## SOURCE MATERIAL
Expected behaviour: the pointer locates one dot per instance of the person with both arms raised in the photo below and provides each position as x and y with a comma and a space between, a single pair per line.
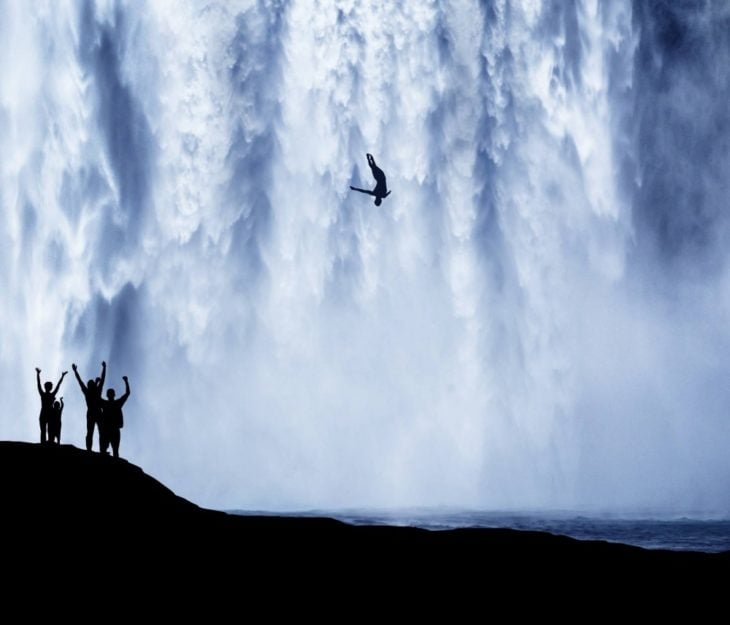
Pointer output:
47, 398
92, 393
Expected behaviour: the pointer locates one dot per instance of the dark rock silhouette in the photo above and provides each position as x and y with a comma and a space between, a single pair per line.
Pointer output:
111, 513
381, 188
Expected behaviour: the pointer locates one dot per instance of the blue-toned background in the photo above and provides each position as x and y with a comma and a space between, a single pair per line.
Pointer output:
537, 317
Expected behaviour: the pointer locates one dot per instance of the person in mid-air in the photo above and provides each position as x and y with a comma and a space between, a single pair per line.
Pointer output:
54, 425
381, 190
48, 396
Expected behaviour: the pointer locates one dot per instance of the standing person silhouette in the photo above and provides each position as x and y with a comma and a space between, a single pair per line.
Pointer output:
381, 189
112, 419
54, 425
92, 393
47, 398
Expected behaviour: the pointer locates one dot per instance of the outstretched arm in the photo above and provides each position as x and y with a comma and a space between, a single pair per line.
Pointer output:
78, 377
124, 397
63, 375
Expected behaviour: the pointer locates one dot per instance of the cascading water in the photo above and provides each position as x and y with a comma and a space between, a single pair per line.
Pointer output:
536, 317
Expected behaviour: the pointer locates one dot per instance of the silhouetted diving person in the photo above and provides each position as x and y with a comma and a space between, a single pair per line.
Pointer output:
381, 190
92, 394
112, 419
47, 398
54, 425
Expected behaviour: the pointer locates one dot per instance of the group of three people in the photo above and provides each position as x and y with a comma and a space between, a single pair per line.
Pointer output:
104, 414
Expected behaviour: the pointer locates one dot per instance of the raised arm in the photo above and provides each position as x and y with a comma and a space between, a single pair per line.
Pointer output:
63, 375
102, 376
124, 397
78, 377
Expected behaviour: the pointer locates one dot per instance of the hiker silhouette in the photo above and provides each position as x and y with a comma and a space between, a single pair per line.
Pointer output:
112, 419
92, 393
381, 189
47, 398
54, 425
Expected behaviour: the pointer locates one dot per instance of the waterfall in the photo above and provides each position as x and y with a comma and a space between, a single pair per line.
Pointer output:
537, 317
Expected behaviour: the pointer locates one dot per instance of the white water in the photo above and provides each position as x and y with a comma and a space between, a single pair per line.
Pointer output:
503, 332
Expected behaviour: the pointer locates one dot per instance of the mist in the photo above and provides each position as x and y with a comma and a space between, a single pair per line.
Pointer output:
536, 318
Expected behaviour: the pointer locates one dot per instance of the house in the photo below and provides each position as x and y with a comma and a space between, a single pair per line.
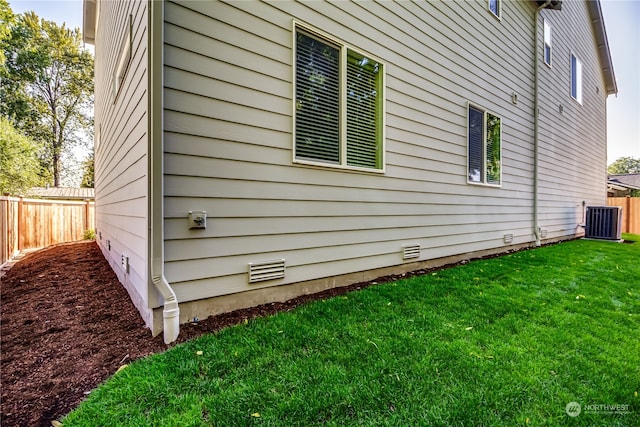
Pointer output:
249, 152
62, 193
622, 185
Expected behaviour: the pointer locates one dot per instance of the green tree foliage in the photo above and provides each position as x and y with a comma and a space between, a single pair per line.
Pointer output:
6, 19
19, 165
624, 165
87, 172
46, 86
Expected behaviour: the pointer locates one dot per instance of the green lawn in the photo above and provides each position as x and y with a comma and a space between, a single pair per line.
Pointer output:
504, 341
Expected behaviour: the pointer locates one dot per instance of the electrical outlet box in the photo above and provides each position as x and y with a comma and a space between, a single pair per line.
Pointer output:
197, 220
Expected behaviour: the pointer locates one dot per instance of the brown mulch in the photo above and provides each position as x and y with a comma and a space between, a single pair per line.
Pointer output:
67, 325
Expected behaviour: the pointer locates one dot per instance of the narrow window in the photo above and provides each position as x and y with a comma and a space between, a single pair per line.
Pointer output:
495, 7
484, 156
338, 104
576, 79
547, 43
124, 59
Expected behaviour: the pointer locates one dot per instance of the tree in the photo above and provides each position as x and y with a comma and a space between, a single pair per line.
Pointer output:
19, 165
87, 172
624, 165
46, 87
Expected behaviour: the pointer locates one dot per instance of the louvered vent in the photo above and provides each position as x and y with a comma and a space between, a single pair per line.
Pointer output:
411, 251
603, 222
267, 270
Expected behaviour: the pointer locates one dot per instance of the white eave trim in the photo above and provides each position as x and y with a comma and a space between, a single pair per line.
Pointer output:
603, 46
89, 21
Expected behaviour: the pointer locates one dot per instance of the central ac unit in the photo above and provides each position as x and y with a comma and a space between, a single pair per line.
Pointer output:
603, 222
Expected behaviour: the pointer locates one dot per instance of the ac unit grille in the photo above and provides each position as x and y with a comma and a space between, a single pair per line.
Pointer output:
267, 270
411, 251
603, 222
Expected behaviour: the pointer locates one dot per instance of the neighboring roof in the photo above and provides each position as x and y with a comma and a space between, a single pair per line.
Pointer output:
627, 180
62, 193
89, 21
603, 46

---

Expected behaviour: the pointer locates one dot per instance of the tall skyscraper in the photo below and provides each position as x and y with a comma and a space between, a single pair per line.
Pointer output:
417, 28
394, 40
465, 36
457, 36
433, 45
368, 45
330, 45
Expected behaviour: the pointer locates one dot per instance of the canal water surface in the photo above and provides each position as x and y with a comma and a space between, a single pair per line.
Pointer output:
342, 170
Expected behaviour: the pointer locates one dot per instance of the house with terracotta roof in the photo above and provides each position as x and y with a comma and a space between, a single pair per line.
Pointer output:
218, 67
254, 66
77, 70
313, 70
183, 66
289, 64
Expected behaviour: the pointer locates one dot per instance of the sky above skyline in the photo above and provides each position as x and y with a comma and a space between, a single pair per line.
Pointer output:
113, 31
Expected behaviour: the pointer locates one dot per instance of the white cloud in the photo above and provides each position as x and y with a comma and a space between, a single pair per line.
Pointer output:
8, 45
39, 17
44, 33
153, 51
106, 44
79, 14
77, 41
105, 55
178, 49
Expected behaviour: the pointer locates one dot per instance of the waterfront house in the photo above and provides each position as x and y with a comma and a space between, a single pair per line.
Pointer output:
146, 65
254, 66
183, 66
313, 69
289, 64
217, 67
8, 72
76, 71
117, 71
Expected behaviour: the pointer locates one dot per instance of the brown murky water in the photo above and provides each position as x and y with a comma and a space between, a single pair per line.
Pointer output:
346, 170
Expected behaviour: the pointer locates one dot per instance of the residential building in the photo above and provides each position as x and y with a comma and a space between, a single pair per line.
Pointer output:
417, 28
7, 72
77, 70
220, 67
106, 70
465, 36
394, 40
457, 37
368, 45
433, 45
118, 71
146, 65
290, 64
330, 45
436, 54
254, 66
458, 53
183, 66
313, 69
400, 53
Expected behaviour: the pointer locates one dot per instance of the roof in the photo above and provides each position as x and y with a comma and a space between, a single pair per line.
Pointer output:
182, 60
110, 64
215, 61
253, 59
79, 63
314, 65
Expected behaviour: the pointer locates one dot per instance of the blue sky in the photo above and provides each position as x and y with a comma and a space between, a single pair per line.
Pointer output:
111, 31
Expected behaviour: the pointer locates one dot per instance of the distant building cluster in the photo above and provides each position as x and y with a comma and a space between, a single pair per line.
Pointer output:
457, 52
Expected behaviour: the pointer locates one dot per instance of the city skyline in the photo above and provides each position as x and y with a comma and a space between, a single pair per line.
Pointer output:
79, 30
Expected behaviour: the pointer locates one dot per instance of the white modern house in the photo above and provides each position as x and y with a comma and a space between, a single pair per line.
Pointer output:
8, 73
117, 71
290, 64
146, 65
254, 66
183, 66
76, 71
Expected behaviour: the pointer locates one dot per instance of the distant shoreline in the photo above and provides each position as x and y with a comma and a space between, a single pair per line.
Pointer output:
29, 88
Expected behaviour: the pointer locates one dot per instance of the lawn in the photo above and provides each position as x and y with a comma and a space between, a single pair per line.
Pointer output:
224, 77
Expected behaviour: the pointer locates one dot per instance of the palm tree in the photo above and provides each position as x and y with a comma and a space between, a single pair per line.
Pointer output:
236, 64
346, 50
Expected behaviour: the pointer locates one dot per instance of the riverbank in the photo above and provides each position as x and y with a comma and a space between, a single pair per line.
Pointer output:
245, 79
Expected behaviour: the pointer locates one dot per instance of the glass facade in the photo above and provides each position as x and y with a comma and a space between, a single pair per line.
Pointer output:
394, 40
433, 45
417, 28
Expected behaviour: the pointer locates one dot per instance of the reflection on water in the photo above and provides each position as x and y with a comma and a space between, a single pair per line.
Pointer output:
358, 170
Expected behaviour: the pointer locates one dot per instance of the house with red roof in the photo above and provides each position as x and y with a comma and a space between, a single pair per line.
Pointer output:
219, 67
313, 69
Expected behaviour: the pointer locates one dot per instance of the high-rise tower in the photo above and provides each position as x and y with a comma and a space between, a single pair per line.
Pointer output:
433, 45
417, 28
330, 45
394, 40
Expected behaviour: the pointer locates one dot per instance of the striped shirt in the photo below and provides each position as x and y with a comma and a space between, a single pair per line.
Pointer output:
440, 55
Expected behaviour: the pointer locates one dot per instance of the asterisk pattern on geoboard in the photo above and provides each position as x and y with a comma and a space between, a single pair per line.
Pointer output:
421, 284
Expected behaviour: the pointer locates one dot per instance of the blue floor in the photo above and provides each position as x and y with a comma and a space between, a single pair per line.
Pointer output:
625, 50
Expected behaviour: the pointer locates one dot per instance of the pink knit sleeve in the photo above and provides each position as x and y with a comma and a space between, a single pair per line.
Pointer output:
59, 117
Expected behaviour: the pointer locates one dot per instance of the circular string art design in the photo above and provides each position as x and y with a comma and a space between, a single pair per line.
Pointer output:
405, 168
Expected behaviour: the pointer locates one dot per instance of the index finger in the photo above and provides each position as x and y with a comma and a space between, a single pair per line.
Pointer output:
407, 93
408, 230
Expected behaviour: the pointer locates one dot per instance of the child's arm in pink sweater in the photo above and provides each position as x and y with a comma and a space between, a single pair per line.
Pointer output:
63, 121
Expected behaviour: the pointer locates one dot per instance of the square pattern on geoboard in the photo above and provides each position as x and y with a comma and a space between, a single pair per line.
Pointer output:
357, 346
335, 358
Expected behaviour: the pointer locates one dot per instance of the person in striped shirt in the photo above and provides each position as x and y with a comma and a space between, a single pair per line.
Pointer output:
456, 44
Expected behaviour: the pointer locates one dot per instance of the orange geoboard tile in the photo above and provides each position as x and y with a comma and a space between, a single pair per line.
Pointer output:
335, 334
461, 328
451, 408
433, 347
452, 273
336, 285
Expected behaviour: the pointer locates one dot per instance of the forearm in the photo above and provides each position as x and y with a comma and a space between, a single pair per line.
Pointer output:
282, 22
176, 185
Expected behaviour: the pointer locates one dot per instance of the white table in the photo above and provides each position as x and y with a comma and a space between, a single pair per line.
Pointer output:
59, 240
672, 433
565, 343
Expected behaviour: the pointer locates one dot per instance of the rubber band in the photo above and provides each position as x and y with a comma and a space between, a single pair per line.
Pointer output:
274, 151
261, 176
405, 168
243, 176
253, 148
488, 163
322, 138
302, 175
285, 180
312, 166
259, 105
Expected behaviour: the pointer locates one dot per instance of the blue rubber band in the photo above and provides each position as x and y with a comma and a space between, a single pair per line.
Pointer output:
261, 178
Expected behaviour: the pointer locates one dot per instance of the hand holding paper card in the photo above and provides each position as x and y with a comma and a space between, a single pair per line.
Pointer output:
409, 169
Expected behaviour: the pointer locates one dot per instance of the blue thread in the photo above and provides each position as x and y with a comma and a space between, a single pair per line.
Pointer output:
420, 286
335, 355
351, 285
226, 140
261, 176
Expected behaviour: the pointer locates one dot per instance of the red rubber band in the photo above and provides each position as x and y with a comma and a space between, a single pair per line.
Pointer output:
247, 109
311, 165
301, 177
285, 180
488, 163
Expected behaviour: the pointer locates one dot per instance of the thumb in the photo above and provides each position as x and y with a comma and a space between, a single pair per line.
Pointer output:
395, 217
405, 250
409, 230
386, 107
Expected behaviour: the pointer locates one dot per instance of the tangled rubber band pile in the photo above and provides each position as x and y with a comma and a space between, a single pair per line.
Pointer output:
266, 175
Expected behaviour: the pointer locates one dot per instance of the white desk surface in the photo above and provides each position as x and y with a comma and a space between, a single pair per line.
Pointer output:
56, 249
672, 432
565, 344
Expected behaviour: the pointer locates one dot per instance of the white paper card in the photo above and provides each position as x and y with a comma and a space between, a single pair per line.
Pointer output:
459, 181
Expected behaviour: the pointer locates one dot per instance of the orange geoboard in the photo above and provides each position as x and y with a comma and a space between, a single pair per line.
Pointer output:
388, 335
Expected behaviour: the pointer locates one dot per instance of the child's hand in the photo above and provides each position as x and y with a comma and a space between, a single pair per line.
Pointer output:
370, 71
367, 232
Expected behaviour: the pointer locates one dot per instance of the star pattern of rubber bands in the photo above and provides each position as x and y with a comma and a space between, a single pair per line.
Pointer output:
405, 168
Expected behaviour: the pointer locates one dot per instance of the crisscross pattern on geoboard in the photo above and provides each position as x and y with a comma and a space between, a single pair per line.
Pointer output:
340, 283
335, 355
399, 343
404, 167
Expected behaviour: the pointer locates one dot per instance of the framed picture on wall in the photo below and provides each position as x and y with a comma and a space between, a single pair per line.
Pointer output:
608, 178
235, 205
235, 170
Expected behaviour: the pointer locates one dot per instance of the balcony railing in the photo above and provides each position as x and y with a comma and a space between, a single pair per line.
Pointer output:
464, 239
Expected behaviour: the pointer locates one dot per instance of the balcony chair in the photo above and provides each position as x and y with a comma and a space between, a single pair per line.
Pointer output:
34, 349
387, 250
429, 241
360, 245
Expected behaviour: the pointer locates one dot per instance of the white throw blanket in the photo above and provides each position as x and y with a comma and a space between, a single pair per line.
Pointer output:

## STATED PROBLEM
Gather every line in the records above that contains the word "crisscross", and copy each one out in full.

## FINISHED EXERCISE
Expected behaviour: the pointer locates one dot per instance of the crisscross pattern on geoboard in the photo above and provides each position as x and y with a comma and a space between, a single pair per line.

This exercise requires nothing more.